Task goal :: Respond with nothing but the number of lines in this data that include the word "green".

Data supplied ::
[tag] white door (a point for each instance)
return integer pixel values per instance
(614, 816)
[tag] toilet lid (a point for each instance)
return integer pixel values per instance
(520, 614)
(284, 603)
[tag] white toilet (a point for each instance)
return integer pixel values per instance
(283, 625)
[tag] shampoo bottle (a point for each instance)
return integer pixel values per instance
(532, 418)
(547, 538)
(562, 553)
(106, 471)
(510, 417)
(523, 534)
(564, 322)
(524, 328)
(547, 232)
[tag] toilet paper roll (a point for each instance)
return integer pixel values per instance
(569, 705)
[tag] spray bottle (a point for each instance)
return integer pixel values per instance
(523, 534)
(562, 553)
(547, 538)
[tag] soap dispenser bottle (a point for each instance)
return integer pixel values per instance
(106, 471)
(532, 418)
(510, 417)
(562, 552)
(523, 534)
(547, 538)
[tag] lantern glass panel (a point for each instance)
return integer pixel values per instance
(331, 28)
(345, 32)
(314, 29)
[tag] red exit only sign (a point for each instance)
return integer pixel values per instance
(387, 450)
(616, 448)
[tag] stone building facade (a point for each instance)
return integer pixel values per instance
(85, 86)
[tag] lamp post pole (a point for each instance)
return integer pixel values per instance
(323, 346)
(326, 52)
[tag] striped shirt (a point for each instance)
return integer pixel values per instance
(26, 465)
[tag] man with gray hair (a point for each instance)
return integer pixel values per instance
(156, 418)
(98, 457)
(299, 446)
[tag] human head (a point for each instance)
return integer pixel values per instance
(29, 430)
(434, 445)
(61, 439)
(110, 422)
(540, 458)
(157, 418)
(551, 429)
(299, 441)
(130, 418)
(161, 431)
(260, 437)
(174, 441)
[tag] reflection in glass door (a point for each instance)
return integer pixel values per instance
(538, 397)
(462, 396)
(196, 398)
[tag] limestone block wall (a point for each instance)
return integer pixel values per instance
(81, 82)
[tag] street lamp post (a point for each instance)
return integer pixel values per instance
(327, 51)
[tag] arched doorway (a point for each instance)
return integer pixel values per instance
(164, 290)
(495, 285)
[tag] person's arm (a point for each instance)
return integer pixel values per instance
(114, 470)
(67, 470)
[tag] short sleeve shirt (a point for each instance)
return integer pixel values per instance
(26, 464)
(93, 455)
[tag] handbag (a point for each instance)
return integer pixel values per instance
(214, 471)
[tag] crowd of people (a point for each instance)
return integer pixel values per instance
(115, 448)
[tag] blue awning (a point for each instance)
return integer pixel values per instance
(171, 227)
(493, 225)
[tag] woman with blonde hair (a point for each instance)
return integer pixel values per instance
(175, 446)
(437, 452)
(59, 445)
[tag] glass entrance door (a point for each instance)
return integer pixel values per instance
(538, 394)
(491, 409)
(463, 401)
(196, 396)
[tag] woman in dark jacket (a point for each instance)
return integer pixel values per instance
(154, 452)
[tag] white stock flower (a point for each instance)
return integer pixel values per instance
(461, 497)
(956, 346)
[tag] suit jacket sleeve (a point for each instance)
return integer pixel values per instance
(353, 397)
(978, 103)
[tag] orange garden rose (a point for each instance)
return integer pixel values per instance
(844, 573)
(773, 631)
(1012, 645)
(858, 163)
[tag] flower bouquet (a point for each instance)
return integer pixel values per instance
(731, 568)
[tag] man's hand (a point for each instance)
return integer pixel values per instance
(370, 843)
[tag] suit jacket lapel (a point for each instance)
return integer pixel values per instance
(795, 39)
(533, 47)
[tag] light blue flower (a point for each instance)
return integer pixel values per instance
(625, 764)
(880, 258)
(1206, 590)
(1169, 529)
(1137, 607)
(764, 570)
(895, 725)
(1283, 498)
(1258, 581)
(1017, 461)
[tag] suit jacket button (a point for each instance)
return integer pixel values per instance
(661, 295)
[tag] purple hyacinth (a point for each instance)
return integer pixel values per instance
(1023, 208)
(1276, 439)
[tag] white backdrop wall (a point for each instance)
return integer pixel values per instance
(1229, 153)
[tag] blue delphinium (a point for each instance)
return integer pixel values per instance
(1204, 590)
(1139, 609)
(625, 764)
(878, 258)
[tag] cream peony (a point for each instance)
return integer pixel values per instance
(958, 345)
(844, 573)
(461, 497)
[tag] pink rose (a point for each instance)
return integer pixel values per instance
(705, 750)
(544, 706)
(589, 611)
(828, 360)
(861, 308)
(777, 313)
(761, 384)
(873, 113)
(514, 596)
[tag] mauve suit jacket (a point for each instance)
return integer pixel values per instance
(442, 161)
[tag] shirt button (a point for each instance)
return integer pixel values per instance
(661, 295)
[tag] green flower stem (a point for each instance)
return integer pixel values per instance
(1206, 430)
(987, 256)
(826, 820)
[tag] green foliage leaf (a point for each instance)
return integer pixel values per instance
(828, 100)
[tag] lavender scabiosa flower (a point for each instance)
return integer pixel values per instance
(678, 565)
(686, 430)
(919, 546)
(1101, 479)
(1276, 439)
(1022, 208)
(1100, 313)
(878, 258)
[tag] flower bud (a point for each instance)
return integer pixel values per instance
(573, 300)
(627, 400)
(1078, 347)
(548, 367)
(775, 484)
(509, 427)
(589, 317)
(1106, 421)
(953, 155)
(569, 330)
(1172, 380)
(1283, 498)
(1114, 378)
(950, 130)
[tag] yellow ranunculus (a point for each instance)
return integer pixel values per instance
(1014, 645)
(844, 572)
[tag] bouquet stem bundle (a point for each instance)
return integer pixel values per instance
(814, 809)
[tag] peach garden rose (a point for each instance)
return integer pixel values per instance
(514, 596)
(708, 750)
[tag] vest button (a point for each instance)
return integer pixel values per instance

Output for this exercise :: 2